╭─ Data extract
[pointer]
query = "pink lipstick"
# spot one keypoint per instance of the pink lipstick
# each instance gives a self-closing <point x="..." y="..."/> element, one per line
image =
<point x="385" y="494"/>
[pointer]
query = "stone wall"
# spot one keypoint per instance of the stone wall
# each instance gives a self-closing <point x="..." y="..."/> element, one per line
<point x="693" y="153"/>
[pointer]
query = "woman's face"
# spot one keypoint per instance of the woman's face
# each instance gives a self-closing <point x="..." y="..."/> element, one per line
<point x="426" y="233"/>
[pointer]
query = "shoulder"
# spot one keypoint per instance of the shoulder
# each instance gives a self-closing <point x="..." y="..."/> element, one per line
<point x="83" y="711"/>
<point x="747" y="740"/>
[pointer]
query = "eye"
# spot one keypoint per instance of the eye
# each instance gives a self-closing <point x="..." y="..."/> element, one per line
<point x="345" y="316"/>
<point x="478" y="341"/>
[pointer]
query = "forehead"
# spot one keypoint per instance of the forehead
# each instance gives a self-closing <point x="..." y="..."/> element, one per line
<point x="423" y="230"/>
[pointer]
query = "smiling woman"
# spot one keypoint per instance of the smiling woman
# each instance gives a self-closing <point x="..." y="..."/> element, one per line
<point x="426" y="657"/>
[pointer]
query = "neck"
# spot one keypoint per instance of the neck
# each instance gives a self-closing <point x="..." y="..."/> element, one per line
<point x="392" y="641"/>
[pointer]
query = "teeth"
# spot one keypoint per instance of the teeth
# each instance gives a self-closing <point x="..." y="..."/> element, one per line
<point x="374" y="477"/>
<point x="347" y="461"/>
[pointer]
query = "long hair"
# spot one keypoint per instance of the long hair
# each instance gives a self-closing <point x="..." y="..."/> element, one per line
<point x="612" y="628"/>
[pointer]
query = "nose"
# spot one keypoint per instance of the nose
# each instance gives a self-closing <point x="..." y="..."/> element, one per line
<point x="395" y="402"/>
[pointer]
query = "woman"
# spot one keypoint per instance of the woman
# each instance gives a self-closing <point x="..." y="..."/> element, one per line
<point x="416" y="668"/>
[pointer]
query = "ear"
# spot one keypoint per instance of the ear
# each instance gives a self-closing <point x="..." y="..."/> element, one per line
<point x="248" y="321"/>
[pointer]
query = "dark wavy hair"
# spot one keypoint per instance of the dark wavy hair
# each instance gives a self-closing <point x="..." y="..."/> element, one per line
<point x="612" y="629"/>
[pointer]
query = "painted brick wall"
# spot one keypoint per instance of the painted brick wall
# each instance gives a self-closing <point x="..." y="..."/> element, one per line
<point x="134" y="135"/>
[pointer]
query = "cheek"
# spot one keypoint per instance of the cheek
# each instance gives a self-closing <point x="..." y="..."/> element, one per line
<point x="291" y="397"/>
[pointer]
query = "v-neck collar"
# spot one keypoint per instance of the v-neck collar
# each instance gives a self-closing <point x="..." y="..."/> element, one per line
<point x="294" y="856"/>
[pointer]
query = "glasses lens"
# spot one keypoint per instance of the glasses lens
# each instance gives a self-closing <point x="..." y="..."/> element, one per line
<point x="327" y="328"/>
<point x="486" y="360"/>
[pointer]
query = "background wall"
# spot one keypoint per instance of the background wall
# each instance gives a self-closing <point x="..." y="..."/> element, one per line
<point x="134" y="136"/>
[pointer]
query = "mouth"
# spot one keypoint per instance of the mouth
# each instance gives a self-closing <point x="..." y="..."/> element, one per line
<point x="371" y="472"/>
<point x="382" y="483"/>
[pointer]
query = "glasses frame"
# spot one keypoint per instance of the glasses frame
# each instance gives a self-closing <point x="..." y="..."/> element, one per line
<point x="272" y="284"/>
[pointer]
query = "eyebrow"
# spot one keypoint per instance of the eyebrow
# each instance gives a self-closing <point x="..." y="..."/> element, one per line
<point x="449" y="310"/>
╰─
_Work to complete_.
Count how many of the lines above contain the string "smiling", and reply with that number alone.

_Response for this exercise_.
2